(DIRECTIVE):
Your task is to output all the records below, word for word.

##### DATASET EXTRACT #####

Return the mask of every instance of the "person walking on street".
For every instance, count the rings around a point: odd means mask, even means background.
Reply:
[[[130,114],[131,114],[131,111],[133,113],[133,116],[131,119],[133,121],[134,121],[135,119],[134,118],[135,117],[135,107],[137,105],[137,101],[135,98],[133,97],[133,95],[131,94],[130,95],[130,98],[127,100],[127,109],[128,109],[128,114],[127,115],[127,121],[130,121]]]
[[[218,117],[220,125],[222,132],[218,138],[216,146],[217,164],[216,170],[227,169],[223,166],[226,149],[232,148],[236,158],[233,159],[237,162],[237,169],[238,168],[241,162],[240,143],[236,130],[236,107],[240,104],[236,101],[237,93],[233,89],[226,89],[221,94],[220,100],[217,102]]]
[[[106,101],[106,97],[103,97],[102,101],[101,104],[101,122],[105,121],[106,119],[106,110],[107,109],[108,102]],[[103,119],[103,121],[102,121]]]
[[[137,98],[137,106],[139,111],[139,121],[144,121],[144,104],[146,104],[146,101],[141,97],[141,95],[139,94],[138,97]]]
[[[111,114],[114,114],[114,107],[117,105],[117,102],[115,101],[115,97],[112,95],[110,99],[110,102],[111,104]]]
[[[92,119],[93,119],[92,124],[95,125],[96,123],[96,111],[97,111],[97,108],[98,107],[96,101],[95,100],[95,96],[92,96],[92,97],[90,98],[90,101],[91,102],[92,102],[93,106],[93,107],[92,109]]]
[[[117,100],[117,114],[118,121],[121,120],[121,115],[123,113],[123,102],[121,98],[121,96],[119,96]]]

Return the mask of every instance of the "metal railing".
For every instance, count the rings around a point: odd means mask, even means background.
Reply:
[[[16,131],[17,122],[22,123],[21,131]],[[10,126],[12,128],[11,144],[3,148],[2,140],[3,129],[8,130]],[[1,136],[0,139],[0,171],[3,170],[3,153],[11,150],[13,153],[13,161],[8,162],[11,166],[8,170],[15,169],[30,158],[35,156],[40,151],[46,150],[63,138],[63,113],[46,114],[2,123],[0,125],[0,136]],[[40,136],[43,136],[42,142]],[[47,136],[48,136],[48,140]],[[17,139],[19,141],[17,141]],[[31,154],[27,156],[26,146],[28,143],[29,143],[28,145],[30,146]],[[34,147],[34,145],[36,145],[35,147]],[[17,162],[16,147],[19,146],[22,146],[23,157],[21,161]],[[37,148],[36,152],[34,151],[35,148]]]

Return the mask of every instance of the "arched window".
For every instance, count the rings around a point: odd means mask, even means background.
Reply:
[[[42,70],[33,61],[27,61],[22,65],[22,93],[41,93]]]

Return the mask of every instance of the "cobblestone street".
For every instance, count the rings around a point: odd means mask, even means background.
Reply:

#####

(EXERCISE RESPONSE):
Return the mask of every instance of the "person walking on street".
For every instance, count the rings around a point: odd means mask, even means background.
Reply:
[[[130,114],[131,114],[131,111],[133,113],[133,116],[131,119],[133,121],[134,121],[135,119],[134,118],[135,117],[135,107],[137,105],[137,101],[135,98],[133,97],[133,95],[131,94],[130,95],[130,98],[127,100],[127,109],[128,109],[128,114],[127,115],[127,121],[130,121]]]
[[[218,117],[220,125],[222,132],[218,138],[216,146],[217,164],[216,170],[227,169],[223,166],[226,149],[232,148],[236,158],[233,159],[237,162],[237,169],[238,168],[241,162],[240,143],[236,130],[236,107],[240,104],[236,101],[237,93],[233,89],[226,89],[221,94],[220,100],[217,102]]]
[[[106,101],[106,97],[103,97],[102,101],[101,104],[101,122],[105,121],[106,119],[106,110],[107,109],[108,102]],[[103,119],[103,121],[102,121]]]
[[[137,98],[137,106],[139,111],[139,121],[144,121],[144,104],[146,104],[146,101],[141,97],[141,95],[139,94],[138,97]]]
[[[111,114],[114,114],[114,107],[117,105],[117,102],[115,101],[115,97],[112,95],[110,99],[110,102],[111,104]]]
[[[92,119],[93,119],[92,124],[95,125],[96,123],[96,111],[97,111],[97,108],[98,107],[96,101],[95,100],[95,96],[92,96],[92,97],[90,98],[90,101],[91,102],[92,102],[93,106],[93,107],[92,109]]]
[[[117,100],[117,114],[118,121],[121,120],[121,115],[123,113],[123,102],[121,98],[121,96],[119,96]]]

Return the mask of every instance of the "metal railing".
For every instance, count the rings around a point: odd means mask, even means background.
Reply:
[[[16,131],[17,122],[22,123],[21,131]],[[10,126],[12,128],[11,144],[3,148],[2,140],[3,129],[8,130]],[[1,136],[0,139],[0,171],[3,170],[3,153],[11,150],[13,153],[13,161],[8,162],[11,166],[8,170],[15,169],[30,158],[35,156],[40,151],[46,150],[63,138],[63,113],[46,114],[2,123],[0,125],[0,136]],[[40,136],[43,136],[42,142]],[[47,136],[48,136],[48,140]],[[17,139],[19,141],[17,141]],[[31,154],[27,156],[26,146],[28,143],[29,143],[28,145],[30,146]],[[34,147],[34,145],[36,145],[35,147]],[[17,162],[16,147],[19,146],[22,146],[23,157],[21,161]],[[37,148],[36,152],[34,151],[35,148]]]

Return the mask of every instance of the "arched window".
For every instance, count the rings around a point: odd means mask, even means background.
Reply:
[[[42,70],[33,61],[27,61],[22,65],[22,93],[41,93]]]

Return the mask of every instance of the "cobblestone street".
For every instance, count the rings around a point: odd means mask, even means background.
Reply:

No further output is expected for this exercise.